What to do — Reproduce exactly the lines from the top of the records below through the line holding "column 267, row 140".

────────────────────────────────────────

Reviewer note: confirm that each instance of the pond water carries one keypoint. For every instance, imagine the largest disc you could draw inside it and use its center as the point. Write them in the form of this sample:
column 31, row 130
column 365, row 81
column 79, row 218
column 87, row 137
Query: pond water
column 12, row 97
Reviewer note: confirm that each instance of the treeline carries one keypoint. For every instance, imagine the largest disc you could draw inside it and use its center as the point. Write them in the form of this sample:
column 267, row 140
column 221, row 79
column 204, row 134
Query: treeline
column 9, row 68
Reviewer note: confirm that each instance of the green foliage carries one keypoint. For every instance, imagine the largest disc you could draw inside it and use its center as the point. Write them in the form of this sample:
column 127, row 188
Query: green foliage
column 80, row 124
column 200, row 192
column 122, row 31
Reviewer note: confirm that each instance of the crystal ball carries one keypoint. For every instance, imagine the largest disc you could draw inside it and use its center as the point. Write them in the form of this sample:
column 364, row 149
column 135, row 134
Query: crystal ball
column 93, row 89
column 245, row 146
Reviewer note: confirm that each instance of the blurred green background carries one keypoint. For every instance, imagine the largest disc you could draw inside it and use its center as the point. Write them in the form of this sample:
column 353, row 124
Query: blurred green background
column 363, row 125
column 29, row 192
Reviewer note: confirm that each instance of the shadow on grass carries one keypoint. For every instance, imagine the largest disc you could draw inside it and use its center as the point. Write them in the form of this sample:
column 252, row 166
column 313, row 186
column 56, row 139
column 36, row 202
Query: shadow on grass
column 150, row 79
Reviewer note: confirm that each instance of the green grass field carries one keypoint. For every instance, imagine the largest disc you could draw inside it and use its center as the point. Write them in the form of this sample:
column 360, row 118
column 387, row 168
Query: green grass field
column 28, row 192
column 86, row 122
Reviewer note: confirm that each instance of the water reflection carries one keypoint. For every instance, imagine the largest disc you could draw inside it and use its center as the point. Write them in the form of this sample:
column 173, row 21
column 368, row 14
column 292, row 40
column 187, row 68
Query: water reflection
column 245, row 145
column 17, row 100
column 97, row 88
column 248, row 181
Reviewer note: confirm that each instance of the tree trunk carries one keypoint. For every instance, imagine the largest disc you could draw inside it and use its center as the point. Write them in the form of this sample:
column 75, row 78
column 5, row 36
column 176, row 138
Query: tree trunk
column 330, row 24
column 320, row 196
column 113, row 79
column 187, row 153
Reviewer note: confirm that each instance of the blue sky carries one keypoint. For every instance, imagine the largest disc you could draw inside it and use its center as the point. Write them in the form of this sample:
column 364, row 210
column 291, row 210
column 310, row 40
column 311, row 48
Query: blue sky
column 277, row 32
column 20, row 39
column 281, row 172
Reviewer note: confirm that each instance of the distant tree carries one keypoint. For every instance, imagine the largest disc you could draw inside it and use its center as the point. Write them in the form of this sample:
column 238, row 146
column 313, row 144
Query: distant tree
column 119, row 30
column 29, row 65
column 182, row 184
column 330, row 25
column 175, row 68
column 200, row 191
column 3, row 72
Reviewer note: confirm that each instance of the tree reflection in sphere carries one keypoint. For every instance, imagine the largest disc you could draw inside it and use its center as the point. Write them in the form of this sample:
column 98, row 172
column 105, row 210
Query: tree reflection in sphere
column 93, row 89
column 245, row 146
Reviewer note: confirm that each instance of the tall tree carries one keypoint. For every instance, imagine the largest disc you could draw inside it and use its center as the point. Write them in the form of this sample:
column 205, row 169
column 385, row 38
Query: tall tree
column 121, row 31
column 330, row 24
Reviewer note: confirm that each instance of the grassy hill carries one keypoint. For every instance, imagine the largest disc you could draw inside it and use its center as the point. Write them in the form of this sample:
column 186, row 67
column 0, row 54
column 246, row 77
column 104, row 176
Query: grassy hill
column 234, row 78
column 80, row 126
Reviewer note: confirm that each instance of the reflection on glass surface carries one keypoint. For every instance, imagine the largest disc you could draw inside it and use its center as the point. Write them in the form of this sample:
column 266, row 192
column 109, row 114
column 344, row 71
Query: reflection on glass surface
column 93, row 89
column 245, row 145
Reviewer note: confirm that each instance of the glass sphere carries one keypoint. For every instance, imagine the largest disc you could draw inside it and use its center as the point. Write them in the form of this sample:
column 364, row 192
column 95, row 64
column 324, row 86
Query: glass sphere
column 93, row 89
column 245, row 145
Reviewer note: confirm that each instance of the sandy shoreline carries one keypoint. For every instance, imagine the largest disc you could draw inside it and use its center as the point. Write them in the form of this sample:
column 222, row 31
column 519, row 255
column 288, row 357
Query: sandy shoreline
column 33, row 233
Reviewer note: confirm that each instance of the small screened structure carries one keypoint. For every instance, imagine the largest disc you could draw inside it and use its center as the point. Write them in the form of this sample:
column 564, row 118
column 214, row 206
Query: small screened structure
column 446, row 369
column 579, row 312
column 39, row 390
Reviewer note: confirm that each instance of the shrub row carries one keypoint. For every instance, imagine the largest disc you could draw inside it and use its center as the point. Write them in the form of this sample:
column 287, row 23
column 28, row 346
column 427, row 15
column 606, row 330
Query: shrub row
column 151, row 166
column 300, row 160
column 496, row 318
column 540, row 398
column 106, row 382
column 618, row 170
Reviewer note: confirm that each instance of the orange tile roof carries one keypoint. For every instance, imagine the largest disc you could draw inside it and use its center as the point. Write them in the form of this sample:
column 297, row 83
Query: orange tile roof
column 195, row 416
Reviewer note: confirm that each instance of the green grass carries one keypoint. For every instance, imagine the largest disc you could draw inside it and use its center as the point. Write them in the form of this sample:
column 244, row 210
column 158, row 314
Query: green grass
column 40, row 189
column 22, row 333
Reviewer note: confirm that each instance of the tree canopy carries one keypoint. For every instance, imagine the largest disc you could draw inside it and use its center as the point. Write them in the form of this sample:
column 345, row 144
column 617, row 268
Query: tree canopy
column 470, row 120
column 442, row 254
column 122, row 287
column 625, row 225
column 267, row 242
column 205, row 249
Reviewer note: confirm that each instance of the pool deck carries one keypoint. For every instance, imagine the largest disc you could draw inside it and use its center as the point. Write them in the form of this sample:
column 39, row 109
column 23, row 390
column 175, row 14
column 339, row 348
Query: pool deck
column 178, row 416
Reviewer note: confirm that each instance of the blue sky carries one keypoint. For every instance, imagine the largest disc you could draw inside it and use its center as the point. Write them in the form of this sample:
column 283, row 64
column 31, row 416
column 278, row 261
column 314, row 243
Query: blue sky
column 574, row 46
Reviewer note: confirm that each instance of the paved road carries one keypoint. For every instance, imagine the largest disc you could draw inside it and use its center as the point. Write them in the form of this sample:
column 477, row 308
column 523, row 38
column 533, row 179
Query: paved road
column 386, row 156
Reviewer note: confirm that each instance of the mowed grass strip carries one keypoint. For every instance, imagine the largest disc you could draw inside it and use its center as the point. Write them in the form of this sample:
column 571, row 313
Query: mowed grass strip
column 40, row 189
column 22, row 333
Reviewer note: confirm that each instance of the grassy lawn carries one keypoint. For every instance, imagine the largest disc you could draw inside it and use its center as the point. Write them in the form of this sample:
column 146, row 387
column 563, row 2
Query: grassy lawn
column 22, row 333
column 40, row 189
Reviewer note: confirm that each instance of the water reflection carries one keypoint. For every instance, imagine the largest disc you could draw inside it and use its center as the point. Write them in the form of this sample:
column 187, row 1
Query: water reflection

────────────────────────────────────────

Response to the exercise —
Reviewer note: confirm that each instance of the pond water carries one keypoint. For every instance, imagine the largest disc you could draw inside it and use its center as the point. Write them in the form of this sample:
column 31, row 130
column 365, row 81
column 79, row 218
column 87, row 137
Query: pond water
column 12, row 97
Reviewer note: confirm that each instance of the treeline carries one keypoint. For every instance, imagine the largest disc you could draw inside it and use its center as the point. Write them in the form of this sample:
column 267, row 140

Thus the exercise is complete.